Excerpted passage:
Start

# talk about the DIY contest



## SinCrisis (Aug 7, 2008)

Aww found this post too late.. will there be another one for October or November?


----------



## ram50 (Sep 21, 2010)

SinCrisis said:


> Aww found this post too late.. will there be another one for October or November?


 
you still have time. The dead line is the end of the month!!!! Now get to it!!:-D


----------



## SinCrisis (Aug 7, 2008)

haha, the project I had in mind requires at least 2 weeks i think, i also need to do some research about how to bond acrylic panels safely for aquariums, so I dont think a week is gonna cut it :-/


----------



## bearwithfish (Sep 29, 2009)

thought this would be a good idea to have a thread for talk or questions about the DIY contest. this way the other thread stays open for entries only .. thanks all


----------



## iamgray (Jul 16, 2010)

Does a major overhaul/refurbishing count as DIY for this contest? Also, does it count as DIY if I designed things (specifically the lid) but didn't personally do the welding to put it together?


----------



## bearwithfish (Sep 29, 2009)

End

Requests:
A: In the DIY contest thread, what does SinCrisis say they need to research for their project?
B: Carry on the DIY contest thread from the point where it stops.

Dataset content:
Start

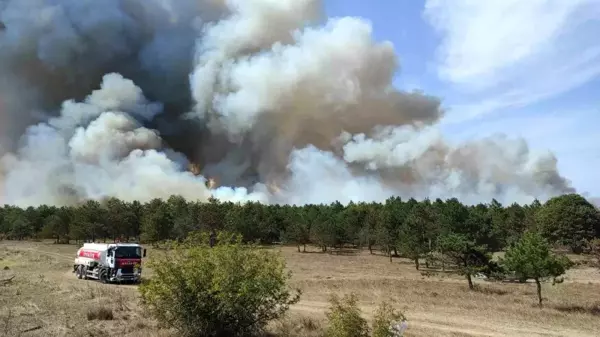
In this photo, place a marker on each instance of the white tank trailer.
(110, 262)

End

Results for each task:
A: How to bond acrylic panels safely for aquariums.

B:
hmmm i would say yes if you could provide a method ofr design and a way to obtain a person to help you .... my only issue is really is it DIY if you dint do it???
over haul??? please be more specific... for example i had a major tank crash in my 29 gallon that resulted in an upgrade to a 50 gallon how ever the only "DIY" projects involved were the stand and the over flow not the transfer and all the work in aqua scaping..


----------



## zof (Apr 23, 2010)

Well I think I'm bowing out of this one ;-) I'm running out of time and really dont have the money right now, plus my new idea is going to take at least a month of research before I'm willing to give it a try.

Depending on the turn out you get for this one, might I suggest planning a contest like this quarterly like every 3 months or so.



iamgray said:


> Does a major overhaul/refurbishing count as DIY for this contest? Also, does it count as DIY if I designed things (specifically the lid) but didn't personally do the welding to put it together?


In my non-official opinion it would, as long as you are building/modifying something to be useful (or useful once again). With the lid I would say yes to because designing it is apart of making it plus there might be other people here with welding skills that would like to see what you had constructed and how! Of course these are just my opinions, bear is the master and commander!


----------



## bearwithfish (Sep 29, 2009)

zof said:


> bear is the master and commander!


if it were only so my friend.. 

hmmm quarterly huh??? i dont know let me bring that back to talk with te other mods and the admin and see how we vote on that one.. you make a valid point with time frame and all... i will post about the teams decision in the near future....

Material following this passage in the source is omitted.